Extract to read
7. Stockholders' Equity
1997 Stock Option Plan
- - ---------------------
The Company has a 1997 Stock Option Plan (the Plan) which authorizes the
granting of options to purchase an aggregate of up to 1,000,000 shares of the
Company's common stock, but not more than 10% of the total outstanding shares
of the Company's common stock. The Plan authorizes the Board of Directors, or
a committee of the Board of Directors, to grant Incentive Stock Options (ISOs)
as defined under section 422 of the Internal Revenue Code, Non-Qualified Stock
Options (NQSOs) and Dividend Equivalent Rights (DERs) to eligible persons,
other than non-employee directors. Non-employee directors are eligible to
receive grants of NQSOs with DERs pursuant to the provisions of the Plan. The
exercise price for any options granted to eligible persons under the Plan
shall not be less than the fair market value of the common stock on the day of
the grant. The options expire if not exercised ten years after the date
granted.
- 35 -
During the quarter ended June 30, 1998, there were 500,000 ISOs granted to buy
common shares at an exercise price of $9.375 per share, of which 125,000 were
vested and exercisable. In addition, there were 20,000 NQSOs issued at an
exercise price of $9.375 per share, of which 5,000 were vested and
exercisable. Prior to this grant, no other options were outstanding and no
additional options were granted through December 31, 1998. As of December 31,
1998, no options have been exercised.

Job 1
Answer these questions about the stock option text:
(a) How many years after the grant date do unexercised options expire?
(b) How many ISOs were granted during the quarter ended June 30, 1998?
(c) As of December 31, 1998, how many options had been exercised?
The records that come next are from a source unrelated to the stock option text.

Excerpted records
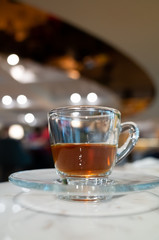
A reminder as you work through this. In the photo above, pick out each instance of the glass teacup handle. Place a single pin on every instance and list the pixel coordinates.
(130, 142)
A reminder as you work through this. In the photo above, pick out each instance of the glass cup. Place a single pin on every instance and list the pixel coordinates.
(84, 141)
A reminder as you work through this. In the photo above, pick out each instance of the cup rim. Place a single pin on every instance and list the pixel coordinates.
(58, 111)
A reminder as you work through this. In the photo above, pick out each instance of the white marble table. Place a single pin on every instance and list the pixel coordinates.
(19, 223)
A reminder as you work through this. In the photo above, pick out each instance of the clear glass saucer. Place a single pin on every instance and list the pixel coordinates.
(119, 183)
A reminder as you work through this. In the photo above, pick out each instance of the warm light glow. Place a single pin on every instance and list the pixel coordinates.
(22, 99)
(29, 118)
(75, 97)
(22, 75)
(92, 97)
(13, 59)
(16, 131)
(7, 100)
(74, 74)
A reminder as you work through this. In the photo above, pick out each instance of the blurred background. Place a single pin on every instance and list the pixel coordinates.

Job 2
Reproduce the lines of the records from the one containing "of the warm" through the last line of the records, inclusive.

Full response 1
(a) Ten years.
(b) 500,000.
(c) None.

Full response 2
A reminder as you work through this. In the photo above, pick out each instance of the warm light glow. Place a single pin on every instance and list the pixel coordinates.
(22, 99)
(29, 118)
(75, 97)
(22, 75)
(92, 97)
(13, 59)
(16, 131)
(7, 100)
(74, 74)
A reminder as you work through this. In the photo above, pick out each instance of the blurred background. Place a single pin on every instance and list the pixel coordinates.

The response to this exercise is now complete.